━━━ RECORDS SUPPLIED
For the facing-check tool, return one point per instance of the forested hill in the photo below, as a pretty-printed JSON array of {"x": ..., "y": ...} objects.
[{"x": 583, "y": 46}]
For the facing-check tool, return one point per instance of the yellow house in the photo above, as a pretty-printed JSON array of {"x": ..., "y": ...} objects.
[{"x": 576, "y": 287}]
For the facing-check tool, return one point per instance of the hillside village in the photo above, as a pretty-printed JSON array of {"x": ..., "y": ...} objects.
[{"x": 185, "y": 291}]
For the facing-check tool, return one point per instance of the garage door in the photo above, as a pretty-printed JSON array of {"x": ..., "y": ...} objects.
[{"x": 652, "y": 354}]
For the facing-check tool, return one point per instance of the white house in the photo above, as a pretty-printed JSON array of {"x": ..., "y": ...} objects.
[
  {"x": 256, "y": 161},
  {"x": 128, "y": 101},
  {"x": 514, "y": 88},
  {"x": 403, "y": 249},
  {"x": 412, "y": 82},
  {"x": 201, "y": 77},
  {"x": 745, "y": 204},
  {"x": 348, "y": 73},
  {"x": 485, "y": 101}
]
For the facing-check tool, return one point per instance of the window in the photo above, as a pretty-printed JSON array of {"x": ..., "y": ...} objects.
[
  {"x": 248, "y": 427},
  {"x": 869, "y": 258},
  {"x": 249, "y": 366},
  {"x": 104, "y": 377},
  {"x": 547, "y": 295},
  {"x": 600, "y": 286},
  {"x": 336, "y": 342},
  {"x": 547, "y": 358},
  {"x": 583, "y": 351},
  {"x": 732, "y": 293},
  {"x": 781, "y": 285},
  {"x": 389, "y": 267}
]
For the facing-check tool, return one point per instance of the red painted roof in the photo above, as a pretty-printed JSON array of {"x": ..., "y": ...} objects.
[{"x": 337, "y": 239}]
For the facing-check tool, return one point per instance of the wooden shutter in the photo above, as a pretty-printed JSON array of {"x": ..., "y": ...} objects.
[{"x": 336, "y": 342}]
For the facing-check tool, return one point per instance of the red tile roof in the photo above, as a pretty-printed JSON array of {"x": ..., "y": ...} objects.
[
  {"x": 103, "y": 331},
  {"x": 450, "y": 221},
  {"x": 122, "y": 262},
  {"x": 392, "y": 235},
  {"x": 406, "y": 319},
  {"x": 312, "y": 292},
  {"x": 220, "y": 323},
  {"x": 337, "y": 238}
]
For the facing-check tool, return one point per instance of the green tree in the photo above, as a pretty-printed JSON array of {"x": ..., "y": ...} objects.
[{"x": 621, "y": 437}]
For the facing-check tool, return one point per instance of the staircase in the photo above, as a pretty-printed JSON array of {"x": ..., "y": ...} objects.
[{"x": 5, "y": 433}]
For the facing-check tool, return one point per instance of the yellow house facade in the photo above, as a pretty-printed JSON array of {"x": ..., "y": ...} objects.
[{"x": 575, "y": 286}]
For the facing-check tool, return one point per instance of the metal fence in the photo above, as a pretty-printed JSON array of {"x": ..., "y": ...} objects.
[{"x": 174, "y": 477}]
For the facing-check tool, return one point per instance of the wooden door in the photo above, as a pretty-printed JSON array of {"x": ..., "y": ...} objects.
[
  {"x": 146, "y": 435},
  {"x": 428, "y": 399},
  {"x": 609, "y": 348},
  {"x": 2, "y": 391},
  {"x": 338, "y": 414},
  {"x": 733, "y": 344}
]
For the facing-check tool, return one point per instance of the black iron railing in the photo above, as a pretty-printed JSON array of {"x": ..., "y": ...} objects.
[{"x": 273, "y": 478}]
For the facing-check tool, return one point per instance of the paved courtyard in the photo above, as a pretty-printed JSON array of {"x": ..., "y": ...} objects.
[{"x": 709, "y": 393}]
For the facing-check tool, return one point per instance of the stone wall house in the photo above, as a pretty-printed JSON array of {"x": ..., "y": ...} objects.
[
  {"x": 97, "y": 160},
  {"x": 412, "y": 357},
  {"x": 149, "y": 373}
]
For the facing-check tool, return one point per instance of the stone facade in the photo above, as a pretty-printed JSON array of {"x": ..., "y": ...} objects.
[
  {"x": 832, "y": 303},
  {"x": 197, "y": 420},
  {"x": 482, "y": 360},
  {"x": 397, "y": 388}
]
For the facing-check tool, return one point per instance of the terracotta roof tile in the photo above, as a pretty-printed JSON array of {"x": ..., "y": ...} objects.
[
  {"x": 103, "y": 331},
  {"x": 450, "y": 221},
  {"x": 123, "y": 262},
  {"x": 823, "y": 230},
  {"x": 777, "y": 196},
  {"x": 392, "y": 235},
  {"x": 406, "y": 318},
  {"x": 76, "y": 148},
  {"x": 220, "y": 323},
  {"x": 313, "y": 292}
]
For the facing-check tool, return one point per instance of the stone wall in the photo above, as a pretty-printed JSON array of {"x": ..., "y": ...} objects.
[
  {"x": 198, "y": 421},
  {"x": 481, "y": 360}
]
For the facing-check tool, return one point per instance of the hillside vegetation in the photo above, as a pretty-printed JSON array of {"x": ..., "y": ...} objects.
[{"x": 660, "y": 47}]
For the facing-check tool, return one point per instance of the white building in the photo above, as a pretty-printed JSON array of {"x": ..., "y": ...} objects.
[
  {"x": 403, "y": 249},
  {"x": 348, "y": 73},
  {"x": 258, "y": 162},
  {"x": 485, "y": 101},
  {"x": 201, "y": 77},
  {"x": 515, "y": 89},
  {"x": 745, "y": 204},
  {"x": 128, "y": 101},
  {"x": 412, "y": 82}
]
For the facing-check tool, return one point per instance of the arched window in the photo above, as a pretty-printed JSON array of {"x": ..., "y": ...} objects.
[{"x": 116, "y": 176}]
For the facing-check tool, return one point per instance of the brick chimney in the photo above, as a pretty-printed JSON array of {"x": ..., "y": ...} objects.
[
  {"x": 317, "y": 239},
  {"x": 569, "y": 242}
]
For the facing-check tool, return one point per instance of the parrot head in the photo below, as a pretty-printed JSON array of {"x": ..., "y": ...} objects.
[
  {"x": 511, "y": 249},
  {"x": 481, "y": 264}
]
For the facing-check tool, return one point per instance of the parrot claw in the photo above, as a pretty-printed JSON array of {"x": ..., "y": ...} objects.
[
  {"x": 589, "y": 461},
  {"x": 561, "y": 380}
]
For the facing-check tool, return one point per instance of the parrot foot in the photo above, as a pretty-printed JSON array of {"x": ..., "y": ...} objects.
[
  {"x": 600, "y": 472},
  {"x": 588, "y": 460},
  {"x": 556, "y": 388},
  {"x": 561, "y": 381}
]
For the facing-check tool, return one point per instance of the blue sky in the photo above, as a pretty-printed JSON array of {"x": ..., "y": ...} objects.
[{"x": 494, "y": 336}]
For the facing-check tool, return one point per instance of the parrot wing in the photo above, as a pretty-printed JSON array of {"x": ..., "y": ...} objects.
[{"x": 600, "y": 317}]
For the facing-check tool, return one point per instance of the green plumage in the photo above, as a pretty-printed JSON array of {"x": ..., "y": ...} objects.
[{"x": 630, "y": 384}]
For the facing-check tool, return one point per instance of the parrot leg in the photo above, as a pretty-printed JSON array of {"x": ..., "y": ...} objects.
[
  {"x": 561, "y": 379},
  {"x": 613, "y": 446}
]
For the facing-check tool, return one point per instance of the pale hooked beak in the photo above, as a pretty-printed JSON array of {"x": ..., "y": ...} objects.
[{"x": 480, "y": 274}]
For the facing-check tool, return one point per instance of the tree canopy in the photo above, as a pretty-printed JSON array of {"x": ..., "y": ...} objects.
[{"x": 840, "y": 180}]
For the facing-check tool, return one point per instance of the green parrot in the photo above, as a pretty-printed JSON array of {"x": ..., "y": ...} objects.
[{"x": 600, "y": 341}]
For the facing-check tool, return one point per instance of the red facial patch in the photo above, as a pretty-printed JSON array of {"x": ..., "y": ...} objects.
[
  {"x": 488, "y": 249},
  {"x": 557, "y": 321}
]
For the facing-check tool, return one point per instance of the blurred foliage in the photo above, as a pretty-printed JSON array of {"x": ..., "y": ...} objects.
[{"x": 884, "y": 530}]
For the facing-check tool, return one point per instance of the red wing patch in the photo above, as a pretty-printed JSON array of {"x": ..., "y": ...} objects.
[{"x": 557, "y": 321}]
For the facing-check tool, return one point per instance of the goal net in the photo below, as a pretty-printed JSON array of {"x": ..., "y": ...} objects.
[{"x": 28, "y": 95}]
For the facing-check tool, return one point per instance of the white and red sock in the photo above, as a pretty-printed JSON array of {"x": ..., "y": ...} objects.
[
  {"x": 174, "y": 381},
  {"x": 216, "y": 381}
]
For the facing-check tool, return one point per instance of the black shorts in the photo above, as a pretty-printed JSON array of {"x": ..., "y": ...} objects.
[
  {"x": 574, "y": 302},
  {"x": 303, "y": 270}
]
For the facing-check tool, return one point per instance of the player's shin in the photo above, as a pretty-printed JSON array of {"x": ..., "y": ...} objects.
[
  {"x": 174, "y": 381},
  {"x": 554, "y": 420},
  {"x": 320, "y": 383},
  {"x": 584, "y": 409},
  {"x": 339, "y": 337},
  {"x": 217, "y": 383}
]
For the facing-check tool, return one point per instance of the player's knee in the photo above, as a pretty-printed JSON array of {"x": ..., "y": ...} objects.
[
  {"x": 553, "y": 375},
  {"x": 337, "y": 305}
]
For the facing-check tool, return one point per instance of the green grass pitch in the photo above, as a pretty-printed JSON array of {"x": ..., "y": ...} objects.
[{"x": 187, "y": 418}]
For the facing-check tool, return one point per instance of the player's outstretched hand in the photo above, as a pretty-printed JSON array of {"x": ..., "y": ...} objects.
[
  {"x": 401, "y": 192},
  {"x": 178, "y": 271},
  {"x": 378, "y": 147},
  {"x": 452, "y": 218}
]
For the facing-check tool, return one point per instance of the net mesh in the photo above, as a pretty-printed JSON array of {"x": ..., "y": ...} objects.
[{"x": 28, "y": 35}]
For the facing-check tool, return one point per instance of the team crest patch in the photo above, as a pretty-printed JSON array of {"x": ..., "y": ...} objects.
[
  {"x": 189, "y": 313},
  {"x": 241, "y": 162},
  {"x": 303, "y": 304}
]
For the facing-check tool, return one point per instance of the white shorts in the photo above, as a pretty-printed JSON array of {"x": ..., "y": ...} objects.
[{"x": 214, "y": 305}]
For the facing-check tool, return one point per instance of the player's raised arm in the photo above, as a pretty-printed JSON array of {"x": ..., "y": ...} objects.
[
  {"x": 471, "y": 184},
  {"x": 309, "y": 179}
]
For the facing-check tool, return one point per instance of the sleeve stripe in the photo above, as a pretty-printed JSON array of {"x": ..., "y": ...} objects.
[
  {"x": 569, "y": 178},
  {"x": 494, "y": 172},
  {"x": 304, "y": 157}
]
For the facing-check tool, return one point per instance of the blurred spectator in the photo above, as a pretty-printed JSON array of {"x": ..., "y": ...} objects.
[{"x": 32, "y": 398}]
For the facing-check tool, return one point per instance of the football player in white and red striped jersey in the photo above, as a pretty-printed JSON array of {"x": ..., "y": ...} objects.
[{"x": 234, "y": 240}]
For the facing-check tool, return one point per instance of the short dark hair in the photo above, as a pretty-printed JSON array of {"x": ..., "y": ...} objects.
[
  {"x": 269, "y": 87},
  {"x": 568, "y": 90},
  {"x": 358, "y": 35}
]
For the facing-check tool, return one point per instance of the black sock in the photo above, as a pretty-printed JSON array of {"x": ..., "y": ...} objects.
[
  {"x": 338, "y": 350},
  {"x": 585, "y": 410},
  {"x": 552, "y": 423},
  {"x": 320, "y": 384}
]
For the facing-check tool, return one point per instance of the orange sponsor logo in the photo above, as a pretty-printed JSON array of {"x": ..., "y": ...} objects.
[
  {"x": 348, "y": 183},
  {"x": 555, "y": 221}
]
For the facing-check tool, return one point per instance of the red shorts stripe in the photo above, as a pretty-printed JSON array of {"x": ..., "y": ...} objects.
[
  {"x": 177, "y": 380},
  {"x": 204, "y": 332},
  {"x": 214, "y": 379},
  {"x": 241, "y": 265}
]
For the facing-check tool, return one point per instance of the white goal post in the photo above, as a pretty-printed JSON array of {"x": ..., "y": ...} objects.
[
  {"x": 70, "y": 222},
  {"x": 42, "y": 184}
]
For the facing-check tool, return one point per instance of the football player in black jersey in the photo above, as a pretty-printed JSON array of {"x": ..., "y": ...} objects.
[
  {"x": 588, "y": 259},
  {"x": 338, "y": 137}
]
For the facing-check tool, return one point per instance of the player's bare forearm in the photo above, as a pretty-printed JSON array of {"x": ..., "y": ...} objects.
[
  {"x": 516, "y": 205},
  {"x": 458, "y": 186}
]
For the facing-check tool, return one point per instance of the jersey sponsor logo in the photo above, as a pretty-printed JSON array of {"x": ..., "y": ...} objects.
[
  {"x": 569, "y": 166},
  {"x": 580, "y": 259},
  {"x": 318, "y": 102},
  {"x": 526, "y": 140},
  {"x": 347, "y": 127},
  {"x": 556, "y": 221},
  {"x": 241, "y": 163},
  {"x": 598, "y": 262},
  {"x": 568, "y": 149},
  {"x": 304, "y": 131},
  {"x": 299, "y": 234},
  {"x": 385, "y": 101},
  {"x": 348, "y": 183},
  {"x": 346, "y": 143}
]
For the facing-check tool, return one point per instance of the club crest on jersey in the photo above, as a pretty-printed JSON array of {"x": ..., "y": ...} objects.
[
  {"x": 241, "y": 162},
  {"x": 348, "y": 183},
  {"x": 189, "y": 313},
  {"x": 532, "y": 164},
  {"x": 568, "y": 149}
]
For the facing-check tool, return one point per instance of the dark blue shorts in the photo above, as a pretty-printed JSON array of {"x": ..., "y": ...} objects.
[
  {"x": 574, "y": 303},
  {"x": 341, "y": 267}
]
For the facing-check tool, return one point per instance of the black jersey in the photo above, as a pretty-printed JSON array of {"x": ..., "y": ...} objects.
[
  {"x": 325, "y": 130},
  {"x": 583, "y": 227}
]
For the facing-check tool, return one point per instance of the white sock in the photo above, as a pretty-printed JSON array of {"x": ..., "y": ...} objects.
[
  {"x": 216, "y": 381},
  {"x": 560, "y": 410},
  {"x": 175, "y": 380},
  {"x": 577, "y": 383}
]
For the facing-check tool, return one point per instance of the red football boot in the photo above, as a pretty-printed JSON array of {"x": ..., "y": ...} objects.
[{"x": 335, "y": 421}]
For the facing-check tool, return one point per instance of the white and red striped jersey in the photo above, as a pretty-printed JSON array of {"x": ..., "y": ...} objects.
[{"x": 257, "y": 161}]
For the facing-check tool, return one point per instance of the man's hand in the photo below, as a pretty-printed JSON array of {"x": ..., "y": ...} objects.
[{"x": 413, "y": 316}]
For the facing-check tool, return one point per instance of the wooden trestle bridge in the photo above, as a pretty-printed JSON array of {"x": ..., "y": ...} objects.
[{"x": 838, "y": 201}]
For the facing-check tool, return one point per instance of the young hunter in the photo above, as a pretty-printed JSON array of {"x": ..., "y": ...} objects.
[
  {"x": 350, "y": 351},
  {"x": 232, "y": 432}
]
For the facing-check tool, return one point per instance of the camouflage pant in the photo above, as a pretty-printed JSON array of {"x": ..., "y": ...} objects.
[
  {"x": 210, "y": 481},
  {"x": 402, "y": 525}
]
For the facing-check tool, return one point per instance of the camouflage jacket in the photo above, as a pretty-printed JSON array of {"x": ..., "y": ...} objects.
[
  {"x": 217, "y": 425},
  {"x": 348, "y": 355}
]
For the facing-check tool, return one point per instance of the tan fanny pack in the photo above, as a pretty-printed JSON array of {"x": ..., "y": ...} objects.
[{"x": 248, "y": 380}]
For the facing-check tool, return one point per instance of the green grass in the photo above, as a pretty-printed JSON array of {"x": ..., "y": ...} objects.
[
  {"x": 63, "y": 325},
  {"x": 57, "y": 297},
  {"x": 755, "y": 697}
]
━━━━━━
■ GIVEN INSTRUCTION ■
Starting at the line that contains "green grass in" and continuing up to and including the last line of the material, write those lines out again with "green grass" swapped for "dry grass". Leave everything else unchanged.

■ FULL SOLUTION ■
For the facing-check tool, return one point per instance of the dry grass in the photo above, as a pretty-printed JSON array of {"x": ..., "y": ...} objects.
[
  {"x": 63, "y": 325},
  {"x": 57, "y": 297},
  {"x": 755, "y": 697}
]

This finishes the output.